* **Referring expression data**
::::

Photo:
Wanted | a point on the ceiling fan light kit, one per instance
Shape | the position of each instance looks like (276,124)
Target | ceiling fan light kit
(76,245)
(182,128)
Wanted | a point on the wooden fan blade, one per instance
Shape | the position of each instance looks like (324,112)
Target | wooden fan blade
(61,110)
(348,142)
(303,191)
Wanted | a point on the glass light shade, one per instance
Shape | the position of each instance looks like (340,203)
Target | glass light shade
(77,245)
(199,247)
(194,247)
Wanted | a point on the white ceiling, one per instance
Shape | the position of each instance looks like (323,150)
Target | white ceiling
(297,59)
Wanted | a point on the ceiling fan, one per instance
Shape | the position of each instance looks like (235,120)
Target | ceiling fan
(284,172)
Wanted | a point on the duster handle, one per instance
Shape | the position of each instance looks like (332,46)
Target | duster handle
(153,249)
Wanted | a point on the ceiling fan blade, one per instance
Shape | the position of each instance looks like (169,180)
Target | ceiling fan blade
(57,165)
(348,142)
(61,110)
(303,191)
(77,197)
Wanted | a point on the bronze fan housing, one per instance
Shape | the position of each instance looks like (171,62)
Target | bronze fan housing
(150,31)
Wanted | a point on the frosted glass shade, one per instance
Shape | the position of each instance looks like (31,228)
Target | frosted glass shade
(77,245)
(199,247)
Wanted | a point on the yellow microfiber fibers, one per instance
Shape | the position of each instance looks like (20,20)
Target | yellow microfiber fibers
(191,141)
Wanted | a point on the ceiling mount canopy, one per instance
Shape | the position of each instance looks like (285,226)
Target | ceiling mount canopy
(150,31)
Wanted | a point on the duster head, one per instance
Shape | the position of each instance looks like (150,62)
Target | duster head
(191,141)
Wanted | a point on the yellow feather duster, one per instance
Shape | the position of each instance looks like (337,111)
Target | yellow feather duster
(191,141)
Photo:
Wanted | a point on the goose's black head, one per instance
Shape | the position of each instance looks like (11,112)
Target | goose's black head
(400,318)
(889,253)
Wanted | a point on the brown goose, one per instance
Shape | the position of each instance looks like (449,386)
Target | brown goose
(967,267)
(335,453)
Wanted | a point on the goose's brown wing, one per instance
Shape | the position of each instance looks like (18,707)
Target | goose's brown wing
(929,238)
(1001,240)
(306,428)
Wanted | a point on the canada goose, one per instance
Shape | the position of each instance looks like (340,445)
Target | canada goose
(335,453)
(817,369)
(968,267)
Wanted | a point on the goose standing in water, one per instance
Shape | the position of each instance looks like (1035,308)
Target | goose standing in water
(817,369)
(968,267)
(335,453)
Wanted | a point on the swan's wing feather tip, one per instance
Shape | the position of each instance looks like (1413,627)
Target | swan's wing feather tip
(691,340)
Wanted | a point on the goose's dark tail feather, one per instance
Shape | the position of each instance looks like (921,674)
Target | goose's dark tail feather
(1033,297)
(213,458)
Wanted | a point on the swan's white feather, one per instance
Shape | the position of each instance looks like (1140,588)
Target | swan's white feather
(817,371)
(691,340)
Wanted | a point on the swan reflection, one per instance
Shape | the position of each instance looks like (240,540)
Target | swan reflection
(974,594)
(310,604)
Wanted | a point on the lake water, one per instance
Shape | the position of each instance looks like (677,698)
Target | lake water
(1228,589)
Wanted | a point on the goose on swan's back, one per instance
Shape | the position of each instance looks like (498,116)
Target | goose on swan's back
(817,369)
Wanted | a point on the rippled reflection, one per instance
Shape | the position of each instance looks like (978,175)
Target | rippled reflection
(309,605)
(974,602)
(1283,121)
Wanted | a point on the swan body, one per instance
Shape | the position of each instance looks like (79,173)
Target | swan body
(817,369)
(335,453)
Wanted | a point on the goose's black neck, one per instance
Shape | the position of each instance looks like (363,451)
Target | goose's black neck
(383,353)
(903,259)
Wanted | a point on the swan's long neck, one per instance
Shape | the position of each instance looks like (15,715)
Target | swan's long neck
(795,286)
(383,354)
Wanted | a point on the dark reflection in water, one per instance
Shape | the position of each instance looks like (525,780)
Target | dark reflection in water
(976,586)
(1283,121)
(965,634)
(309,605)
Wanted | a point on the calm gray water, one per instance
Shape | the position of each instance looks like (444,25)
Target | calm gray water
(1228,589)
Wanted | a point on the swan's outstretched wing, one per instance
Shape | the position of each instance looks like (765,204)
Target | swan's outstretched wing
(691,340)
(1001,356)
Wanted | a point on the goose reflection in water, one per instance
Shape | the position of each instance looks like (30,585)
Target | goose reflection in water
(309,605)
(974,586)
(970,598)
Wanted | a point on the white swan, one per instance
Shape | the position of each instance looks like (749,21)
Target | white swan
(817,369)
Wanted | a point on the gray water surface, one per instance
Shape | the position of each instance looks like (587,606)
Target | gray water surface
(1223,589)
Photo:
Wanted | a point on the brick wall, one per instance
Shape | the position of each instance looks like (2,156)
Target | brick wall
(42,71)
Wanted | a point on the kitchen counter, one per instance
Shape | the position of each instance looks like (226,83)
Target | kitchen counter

::::

* **WHAT THE EXERCISE ASKS**
Among the lines above, the ones holding the word "kitchen" must be counted; only that count is to be given.

* **EXERCISE RESPONSE**
2